● **WHAT THE EXERCISE ASKS**:
Lift out all lines below that contain "Query".

Segmentation mask data

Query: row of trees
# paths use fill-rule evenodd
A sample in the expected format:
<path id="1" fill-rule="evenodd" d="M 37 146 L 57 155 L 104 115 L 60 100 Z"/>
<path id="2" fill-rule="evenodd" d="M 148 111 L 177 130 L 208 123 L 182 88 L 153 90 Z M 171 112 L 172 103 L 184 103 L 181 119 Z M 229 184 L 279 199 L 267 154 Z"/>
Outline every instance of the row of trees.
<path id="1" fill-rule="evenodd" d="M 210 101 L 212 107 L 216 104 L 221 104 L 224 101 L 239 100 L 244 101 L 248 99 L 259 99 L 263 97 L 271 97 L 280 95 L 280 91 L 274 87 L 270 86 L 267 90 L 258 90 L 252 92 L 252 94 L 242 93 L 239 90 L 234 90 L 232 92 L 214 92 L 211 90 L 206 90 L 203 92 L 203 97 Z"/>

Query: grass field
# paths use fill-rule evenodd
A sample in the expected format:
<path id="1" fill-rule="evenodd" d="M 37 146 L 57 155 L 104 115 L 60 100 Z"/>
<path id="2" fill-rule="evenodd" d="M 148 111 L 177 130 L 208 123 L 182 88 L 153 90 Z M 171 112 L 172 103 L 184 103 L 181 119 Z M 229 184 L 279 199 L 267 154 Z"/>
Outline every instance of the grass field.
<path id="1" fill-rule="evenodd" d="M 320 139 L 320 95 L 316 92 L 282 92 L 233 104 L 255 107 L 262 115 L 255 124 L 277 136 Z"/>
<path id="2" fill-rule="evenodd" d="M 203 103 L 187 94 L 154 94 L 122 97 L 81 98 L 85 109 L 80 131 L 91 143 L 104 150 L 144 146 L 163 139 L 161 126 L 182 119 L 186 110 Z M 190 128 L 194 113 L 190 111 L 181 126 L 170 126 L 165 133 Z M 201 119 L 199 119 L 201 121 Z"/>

● **TASK SOLUTION**:
Query: row of trees
Query: grass field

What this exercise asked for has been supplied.